TASK TO CARRY OUT:
Look for the string "Query" in the listing below, then copy every line that has it.

SUPPLIED MATERIAL:
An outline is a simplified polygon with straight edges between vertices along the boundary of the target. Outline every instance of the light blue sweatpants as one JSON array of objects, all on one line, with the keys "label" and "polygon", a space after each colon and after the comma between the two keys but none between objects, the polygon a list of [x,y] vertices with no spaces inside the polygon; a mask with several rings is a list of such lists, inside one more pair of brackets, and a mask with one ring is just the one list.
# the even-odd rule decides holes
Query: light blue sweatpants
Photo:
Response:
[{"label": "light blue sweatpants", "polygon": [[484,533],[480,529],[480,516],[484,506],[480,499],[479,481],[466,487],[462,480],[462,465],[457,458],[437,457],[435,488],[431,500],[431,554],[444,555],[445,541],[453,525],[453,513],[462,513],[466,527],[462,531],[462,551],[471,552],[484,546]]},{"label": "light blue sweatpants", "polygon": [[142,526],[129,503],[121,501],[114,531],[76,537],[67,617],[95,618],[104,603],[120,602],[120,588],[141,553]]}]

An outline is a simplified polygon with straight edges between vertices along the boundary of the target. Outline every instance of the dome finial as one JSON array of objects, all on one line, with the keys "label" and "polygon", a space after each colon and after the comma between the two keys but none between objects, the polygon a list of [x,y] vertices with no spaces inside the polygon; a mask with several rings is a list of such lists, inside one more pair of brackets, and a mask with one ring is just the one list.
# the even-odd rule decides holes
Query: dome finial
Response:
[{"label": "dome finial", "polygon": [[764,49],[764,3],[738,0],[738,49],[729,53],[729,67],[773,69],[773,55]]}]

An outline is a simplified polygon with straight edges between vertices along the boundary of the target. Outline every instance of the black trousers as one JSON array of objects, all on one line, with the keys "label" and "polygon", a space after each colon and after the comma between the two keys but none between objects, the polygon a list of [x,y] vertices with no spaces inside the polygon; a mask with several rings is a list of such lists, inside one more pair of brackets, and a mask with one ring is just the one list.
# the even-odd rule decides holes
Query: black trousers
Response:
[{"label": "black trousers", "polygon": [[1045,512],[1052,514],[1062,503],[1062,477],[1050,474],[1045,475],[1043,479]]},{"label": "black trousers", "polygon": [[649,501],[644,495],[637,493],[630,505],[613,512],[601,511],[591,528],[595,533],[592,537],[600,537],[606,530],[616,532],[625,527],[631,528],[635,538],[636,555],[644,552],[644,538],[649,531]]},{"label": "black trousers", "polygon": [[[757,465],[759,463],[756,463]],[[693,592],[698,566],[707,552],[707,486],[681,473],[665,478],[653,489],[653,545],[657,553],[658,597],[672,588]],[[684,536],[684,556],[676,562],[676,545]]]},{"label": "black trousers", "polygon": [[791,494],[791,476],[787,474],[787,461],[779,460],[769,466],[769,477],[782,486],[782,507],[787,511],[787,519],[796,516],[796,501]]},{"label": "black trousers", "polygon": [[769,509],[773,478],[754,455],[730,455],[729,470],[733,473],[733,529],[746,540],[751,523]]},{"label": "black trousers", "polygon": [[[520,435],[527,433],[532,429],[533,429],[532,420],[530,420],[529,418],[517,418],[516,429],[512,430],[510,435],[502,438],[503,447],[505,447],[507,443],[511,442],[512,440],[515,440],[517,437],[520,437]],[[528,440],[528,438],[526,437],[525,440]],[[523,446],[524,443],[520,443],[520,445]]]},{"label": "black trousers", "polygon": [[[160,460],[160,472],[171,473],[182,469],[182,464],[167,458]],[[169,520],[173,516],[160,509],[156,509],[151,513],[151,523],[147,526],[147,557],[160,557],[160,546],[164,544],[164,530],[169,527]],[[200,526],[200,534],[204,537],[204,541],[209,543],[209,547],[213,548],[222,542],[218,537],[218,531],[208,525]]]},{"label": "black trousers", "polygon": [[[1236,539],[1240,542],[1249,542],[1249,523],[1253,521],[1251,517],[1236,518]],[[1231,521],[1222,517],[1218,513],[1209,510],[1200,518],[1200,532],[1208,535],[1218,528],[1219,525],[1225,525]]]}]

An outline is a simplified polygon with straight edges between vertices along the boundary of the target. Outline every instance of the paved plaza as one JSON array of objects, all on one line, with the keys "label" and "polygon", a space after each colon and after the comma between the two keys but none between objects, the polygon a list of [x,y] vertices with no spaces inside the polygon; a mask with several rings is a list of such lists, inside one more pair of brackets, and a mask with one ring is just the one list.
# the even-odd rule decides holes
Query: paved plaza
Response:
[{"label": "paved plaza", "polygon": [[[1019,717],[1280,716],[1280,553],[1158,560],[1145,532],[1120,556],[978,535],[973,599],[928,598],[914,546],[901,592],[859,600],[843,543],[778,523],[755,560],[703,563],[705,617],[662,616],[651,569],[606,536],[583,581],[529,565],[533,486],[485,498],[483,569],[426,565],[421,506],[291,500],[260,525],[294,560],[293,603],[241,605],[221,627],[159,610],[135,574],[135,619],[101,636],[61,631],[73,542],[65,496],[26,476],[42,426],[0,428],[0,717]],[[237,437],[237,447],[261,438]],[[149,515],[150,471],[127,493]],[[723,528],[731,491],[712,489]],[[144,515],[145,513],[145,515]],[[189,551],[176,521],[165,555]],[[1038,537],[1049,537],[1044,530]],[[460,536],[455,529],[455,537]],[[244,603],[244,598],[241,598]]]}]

THE ANSWER:
Query: light blue sweatpants
Query: dome finial
Query: black trousers
Query: paved plaza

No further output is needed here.